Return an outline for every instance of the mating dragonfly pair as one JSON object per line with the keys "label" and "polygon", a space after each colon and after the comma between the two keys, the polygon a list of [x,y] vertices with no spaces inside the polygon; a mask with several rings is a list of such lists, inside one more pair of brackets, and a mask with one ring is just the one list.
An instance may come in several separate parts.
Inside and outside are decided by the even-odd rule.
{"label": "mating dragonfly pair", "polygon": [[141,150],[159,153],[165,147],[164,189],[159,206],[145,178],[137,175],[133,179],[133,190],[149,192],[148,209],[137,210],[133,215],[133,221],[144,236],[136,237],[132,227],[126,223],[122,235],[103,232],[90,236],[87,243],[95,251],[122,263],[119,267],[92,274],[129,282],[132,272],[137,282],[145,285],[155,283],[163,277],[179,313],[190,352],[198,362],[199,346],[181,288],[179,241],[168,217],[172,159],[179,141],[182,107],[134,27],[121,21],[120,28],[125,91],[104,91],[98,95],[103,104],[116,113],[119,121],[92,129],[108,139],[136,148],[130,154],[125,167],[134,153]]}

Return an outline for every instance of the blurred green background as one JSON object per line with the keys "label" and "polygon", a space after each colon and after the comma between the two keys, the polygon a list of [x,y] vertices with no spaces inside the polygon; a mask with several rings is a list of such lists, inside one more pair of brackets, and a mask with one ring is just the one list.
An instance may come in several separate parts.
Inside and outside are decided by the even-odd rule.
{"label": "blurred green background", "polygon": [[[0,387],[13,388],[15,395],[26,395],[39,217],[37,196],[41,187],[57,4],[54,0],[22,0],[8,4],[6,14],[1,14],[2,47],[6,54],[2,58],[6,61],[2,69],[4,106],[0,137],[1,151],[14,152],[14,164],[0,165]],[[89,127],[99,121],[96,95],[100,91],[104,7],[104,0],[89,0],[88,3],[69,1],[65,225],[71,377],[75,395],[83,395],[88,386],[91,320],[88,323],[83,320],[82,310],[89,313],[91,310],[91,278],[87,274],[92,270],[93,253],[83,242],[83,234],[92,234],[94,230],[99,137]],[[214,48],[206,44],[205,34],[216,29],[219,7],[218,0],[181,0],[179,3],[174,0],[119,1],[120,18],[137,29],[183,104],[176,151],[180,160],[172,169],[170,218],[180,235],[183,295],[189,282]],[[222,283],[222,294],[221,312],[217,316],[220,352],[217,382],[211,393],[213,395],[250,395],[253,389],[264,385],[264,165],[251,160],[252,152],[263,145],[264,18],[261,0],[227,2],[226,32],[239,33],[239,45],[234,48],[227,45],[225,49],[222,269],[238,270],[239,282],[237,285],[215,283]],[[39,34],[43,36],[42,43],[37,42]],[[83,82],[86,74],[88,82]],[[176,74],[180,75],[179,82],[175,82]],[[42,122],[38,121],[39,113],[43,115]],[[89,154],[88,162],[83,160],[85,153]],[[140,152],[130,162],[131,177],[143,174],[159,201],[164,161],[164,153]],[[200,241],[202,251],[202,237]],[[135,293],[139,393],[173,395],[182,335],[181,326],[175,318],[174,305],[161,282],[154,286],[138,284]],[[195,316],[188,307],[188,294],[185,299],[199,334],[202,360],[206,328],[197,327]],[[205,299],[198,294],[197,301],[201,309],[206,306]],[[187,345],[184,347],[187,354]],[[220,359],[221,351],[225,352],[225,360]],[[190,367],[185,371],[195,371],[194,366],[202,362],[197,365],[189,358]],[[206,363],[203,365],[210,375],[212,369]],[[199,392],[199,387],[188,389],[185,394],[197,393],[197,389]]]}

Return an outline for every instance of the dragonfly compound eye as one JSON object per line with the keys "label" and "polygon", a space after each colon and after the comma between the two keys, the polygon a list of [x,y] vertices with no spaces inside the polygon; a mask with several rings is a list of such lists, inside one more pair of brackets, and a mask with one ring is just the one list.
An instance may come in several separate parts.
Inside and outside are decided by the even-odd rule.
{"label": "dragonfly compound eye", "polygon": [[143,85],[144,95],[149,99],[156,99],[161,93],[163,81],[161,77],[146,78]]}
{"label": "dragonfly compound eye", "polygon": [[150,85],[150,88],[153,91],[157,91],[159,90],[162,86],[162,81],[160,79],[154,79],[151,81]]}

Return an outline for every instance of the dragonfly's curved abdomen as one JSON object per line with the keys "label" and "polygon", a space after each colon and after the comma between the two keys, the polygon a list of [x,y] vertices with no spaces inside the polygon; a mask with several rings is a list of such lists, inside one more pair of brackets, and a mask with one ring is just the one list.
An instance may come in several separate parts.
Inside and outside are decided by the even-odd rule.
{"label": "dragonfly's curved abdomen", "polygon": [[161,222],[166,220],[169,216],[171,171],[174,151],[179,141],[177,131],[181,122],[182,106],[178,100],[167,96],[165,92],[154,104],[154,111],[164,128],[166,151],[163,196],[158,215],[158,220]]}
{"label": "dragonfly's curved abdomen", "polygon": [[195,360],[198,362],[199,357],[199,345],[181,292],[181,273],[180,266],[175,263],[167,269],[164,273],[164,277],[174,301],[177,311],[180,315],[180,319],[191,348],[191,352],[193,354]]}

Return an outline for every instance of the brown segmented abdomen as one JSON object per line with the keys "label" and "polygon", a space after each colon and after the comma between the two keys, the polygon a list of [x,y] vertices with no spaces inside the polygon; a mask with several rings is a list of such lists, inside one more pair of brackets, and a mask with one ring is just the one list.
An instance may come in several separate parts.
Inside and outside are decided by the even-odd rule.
----------
#### [Your goal]
Reproduce every line of the material above exactly.

#### [Final answer]
Return an outline for every instance of the mating dragonfly pair as one JSON object per line with the keys "label" and "polygon", a space after each colon and after the comma between the two keys, the polygon a list of [x,y] vertices with no spaces inside the polygon; a mask with several rings is a list of such lists, inside one more pair of brackets, and a mask with one ring is just the one list.
An instance may come in several separate parts.
Inside and outside are decided by the even-odd rule.
{"label": "mating dragonfly pair", "polygon": [[141,150],[159,153],[165,147],[164,189],[159,206],[145,178],[137,175],[133,179],[133,190],[149,192],[148,209],[137,210],[133,215],[133,221],[144,236],[136,237],[132,227],[126,223],[122,235],[103,232],[90,236],[87,243],[95,251],[122,263],[119,267],[92,274],[129,282],[132,272],[137,282],[145,285],[155,283],[163,277],[179,313],[190,352],[198,362],[199,346],[181,288],[179,241],[168,217],[172,159],[179,141],[182,107],[134,27],[121,21],[120,28],[125,91],[104,91],[98,95],[103,104],[116,113],[119,121],[92,129],[108,139],[136,148],[130,154],[125,167],[134,153]]}

Return an outline for every instance of the blurred green background as one JSON object per line with the keys "label" and "polygon", a space after each colon and after the comma between the two keys, the polygon a list of [x,y] vertices with no spaces inside the polygon; a mask with several rings is a list of such lists, inside one more pair of brackets, and a mask with one ring is just the one list.
An instance may come in several separate parts.
Inside and outside are decided by the even-odd rule.
{"label": "blurred green background", "polygon": [[[0,387],[13,388],[15,395],[26,395],[39,217],[37,196],[41,187],[57,4],[54,0],[22,0],[8,4],[6,14],[1,14],[2,47],[6,54],[2,58],[6,61],[2,69],[4,106],[0,137],[1,151],[14,152],[14,164],[0,165]],[[89,127],[99,121],[96,95],[100,91],[104,7],[104,0],[89,0],[88,3],[69,1],[65,225],[71,377],[75,395],[83,395],[88,386],[91,320],[88,323],[83,320],[82,310],[89,313],[91,310],[91,278],[87,274],[92,270],[93,253],[83,242],[83,234],[92,234],[94,230],[99,137]],[[214,48],[206,44],[205,34],[216,29],[219,7],[218,0],[181,0],[179,3],[174,0],[119,1],[120,18],[137,29],[183,104],[176,151],[180,160],[172,169],[170,218],[180,235],[183,295],[189,282]],[[222,283],[222,294],[221,312],[217,316],[220,352],[217,382],[211,393],[213,395],[250,395],[253,389],[264,385],[264,165],[251,160],[252,152],[263,145],[264,18],[261,0],[227,2],[226,32],[239,33],[239,45],[234,48],[227,45],[225,49],[222,269],[238,270],[239,282],[237,285],[215,283]],[[39,34],[43,36],[42,43],[37,42]],[[83,82],[86,74],[88,82]],[[176,74],[180,75],[179,82],[175,82]],[[42,122],[38,121],[39,113],[43,115]],[[89,154],[88,162],[83,160],[85,153]],[[140,152],[130,162],[131,177],[143,174],[159,201],[164,161],[164,153]],[[200,241],[202,251],[202,237]],[[135,293],[139,393],[173,395],[182,335],[181,326],[175,318],[174,305],[161,282],[154,286],[138,284]],[[195,316],[188,307],[188,294],[185,299],[199,334],[202,360],[206,328],[197,327]],[[205,299],[198,294],[197,301],[201,309],[206,306]],[[187,345],[184,347],[187,354]],[[220,359],[221,351],[225,352],[225,360]],[[190,367],[185,371],[195,371],[194,366],[202,362],[197,365],[189,358]],[[206,363],[203,365],[210,375],[212,369]],[[199,392],[199,387],[188,389],[185,394],[197,393],[197,389]]]}

Return an outline for every instance of the dragonfly compound eye as one JSON object per line with the keys "label" and "polygon", a space after each colon and after the comma between the two keys, the polygon a list of [x,y] vertices with no spaces inside the polygon; a mask with several rings is a list of such lists, inside one more pair of brackets, and a mask with one ring is just the one list.
An instance may come in several separate parts.
Inside and outside are decided by the even-odd rule.
{"label": "dragonfly compound eye", "polygon": [[143,85],[144,95],[149,99],[156,99],[161,93],[163,81],[161,77],[146,78]]}
{"label": "dragonfly compound eye", "polygon": [[150,85],[150,88],[153,91],[157,91],[159,90],[162,86],[162,81],[160,79],[154,79],[151,81]]}

Return an outline for every instance of the dragonfly's curved abdomen as one JSON object per line with the keys "label" and "polygon", a space after each colon and after the comma between the two keys, the polygon a list of [x,y] vertices with no spaces inside the polygon; a mask with several rings is a list of such lists, inside one more pair of brackets, and a mask with one ring is just the one list.
An instance may come in several separate parts.
Inside and outside are decided by the even-odd rule.
{"label": "dragonfly's curved abdomen", "polygon": [[161,222],[166,220],[169,216],[171,171],[174,151],[179,141],[177,131],[181,122],[182,106],[178,100],[167,96],[165,92],[154,104],[154,111],[164,128],[166,151],[163,196],[158,215],[158,220]]}
{"label": "dragonfly's curved abdomen", "polygon": [[195,360],[198,362],[199,357],[199,345],[181,292],[181,273],[180,266],[175,263],[167,269],[164,273],[164,277],[174,301],[177,311],[180,315],[180,319],[191,348],[191,352],[193,354]]}

Return an outline for every instance of the brown segmented abdomen as one JSON object per line with the keys "label" and "polygon", a space after each colon and after the comma between the two keys, the polygon a list of [x,y] vertices with no spaces inside the polygon; a mask with several rings is a list of such lists, inside one more pair of brackets, and a mask with one ring is just the one list.
An instance may come in several separate parts.
Inside and outside are decided by the even-odd rule.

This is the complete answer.